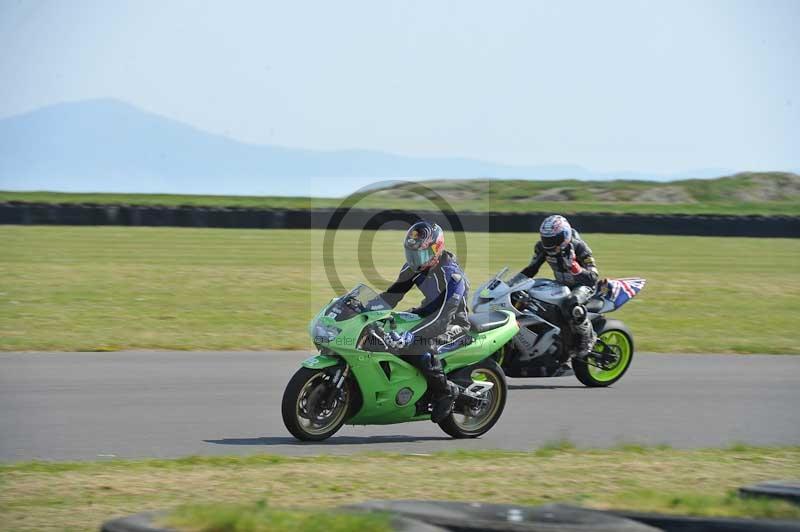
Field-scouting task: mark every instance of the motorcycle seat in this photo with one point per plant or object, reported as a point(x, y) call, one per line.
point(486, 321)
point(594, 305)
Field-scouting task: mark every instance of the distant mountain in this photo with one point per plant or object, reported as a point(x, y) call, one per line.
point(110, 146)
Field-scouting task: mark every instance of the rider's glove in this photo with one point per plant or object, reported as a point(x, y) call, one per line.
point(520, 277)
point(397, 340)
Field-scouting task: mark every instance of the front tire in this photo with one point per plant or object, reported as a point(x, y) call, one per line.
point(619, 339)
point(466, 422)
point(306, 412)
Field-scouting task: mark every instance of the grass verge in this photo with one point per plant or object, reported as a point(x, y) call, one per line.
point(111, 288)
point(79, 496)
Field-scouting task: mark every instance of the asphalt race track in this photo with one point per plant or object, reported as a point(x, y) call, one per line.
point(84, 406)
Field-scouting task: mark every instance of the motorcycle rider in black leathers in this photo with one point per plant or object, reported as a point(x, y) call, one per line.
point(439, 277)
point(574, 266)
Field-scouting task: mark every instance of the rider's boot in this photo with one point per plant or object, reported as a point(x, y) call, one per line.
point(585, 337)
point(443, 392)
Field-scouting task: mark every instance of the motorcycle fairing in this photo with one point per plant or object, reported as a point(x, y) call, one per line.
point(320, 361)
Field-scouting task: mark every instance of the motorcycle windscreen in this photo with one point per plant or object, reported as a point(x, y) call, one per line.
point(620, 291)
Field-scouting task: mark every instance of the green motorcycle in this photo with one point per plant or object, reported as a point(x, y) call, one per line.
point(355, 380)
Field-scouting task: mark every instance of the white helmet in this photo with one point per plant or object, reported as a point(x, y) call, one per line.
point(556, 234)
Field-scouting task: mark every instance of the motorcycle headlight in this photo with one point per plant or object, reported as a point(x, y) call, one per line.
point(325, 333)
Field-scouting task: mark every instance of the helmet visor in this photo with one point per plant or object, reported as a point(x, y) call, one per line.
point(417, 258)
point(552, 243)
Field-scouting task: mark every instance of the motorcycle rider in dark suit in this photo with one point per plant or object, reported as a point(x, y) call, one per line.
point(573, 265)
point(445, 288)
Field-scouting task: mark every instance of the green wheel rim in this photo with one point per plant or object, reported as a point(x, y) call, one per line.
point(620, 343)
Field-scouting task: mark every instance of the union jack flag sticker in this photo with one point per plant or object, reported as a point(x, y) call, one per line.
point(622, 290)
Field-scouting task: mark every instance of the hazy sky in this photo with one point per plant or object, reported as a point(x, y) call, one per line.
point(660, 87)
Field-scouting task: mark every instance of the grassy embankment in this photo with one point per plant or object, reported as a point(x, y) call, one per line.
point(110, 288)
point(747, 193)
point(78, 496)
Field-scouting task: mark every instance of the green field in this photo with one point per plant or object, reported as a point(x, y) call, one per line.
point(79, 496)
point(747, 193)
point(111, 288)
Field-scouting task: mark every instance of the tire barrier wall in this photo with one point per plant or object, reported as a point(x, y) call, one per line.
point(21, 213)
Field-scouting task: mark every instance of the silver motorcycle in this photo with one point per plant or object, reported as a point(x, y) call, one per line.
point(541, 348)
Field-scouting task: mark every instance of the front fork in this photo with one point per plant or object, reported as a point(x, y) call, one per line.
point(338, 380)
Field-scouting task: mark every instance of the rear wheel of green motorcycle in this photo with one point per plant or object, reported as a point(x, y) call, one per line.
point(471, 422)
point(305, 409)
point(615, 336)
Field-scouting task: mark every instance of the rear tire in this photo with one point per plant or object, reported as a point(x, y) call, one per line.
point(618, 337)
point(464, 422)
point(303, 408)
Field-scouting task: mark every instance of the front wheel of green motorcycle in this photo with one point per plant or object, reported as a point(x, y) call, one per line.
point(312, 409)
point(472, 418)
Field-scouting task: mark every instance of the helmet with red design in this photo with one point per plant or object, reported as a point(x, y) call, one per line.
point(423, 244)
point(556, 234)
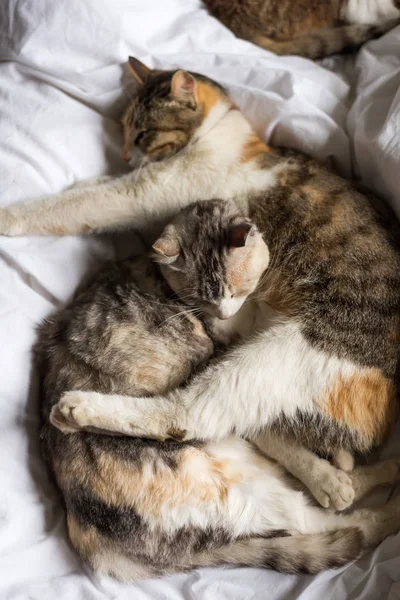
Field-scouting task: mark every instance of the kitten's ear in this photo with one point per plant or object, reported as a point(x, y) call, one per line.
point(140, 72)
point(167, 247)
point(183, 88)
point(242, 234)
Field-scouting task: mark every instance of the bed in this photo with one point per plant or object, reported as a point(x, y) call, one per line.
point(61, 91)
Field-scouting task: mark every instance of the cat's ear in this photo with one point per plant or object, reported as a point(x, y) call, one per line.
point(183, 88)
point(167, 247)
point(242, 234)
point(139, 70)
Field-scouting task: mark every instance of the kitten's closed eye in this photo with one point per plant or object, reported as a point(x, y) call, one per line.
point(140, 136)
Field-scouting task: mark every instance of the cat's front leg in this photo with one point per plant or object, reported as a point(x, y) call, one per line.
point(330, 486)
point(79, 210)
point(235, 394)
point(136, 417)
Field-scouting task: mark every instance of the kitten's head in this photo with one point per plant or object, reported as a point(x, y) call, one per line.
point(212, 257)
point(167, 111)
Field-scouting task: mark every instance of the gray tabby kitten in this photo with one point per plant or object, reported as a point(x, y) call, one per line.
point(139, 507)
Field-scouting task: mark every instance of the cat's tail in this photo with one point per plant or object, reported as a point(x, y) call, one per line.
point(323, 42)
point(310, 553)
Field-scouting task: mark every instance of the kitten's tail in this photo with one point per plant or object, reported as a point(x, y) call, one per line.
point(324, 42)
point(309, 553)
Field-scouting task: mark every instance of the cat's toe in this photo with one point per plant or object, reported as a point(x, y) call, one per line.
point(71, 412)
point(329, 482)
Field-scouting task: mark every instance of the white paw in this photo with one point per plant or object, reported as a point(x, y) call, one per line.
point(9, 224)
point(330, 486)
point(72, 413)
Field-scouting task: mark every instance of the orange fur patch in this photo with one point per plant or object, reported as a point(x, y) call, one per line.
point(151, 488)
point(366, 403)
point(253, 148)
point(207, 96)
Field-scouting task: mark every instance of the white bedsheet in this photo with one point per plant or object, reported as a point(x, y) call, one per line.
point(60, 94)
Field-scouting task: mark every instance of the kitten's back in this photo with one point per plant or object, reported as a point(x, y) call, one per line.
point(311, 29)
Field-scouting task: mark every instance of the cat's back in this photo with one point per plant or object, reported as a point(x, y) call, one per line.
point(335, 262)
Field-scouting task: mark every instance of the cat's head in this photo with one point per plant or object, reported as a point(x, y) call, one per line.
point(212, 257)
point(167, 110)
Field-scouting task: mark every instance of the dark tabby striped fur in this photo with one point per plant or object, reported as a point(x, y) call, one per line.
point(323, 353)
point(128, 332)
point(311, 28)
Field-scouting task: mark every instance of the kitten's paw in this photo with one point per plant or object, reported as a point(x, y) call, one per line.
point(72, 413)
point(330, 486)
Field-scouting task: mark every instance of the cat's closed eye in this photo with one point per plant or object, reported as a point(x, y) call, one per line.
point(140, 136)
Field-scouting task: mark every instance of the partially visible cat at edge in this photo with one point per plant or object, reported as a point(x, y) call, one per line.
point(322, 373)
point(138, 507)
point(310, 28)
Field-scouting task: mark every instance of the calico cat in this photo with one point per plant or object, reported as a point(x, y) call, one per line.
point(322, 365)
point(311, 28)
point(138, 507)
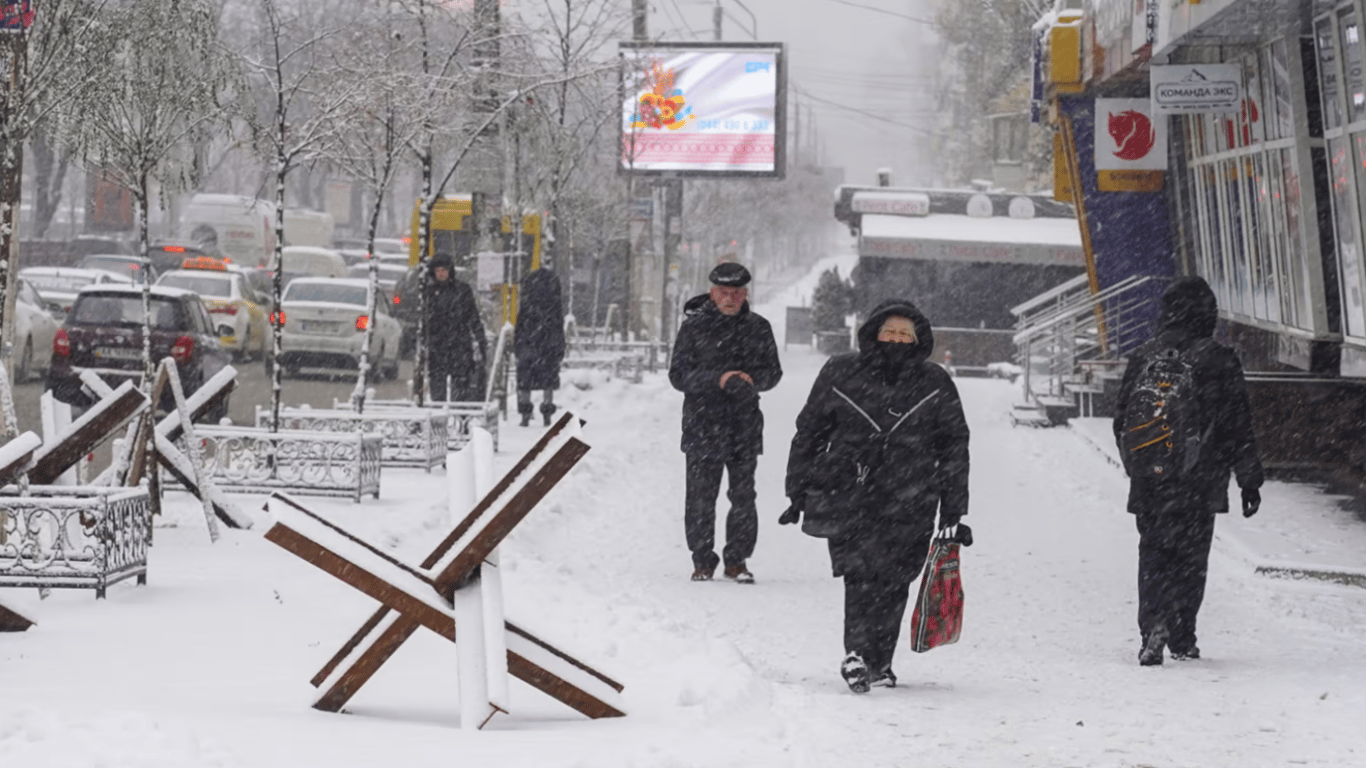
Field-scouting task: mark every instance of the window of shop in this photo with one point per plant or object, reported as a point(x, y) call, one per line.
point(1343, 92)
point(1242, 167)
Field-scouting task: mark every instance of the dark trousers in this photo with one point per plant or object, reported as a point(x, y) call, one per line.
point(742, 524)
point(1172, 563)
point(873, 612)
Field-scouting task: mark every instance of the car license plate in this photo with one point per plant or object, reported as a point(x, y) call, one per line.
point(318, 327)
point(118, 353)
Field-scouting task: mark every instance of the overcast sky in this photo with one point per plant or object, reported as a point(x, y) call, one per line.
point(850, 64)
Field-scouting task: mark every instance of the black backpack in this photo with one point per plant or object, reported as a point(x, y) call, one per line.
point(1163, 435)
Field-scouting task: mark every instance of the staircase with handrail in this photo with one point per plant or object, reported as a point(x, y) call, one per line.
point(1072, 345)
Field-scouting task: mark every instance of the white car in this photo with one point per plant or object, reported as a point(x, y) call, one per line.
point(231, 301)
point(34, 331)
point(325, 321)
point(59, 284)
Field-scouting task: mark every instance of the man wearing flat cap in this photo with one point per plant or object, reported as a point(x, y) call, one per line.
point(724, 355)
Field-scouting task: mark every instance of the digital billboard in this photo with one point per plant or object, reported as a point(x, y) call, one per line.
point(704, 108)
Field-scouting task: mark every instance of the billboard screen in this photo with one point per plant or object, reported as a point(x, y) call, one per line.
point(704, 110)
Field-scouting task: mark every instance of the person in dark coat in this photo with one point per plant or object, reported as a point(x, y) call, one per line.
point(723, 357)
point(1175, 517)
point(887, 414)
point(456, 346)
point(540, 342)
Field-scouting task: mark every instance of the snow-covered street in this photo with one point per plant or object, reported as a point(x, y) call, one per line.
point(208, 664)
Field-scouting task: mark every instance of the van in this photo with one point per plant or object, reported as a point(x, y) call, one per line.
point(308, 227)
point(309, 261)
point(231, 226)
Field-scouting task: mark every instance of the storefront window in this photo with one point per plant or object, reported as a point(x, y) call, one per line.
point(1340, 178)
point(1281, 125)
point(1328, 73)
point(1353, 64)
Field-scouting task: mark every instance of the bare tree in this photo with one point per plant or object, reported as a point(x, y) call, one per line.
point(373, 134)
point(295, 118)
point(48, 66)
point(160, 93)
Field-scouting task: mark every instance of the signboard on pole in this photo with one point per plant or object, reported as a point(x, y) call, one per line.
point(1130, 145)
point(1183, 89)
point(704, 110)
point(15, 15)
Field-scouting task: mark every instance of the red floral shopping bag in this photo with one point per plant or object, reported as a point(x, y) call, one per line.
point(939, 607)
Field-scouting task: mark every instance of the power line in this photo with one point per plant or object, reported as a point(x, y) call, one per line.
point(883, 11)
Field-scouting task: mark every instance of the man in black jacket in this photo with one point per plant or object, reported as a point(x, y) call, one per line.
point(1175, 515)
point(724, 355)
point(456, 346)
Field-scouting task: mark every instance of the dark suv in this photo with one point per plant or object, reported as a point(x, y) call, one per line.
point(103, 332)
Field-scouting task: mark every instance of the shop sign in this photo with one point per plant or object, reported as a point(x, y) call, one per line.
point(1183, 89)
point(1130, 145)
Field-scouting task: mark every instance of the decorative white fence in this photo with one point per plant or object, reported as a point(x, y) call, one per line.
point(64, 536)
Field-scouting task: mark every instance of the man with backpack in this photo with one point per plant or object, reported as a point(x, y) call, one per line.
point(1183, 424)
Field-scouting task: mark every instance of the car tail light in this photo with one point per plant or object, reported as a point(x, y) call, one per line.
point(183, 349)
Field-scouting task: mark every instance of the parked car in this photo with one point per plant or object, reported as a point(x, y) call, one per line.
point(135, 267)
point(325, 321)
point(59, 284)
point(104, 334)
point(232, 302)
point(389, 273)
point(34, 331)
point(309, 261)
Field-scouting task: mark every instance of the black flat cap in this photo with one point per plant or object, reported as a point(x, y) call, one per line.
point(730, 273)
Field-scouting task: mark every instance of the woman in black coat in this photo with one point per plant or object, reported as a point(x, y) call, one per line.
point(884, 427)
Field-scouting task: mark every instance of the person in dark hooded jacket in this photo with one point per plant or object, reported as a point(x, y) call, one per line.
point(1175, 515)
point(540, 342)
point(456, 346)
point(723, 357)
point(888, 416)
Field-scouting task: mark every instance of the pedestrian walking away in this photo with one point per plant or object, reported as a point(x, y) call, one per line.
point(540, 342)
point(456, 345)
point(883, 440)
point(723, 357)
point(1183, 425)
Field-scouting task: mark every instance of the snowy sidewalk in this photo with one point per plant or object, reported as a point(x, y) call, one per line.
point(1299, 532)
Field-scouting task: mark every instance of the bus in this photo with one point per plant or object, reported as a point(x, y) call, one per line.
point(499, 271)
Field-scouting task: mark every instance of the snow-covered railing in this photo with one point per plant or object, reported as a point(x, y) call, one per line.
§
■ TASK TO COMPLETE:
Output the lines as a JSON list of strings, one string per line, leaving out blank lines. Begin at the line containing "Field-scouting task: mark every instance of the kitten's head" and stop after the line containing "point(139, 507)".

■ SOLUTION TO THIS PROBLEM:
[
  "Field-scouting task: mark every instance of the kitten's head in this photo with one point per plant or object, reported as a point(x, y) call, one per line.",
  "point(212, 257)",
  "point(167, 111)",
  "Field-scouting task: mark every instance of the gray tabby kitten in this photo with one point per plant or object, reported as a point(x, y) call, one per line.",
  "point(139, 507)"
]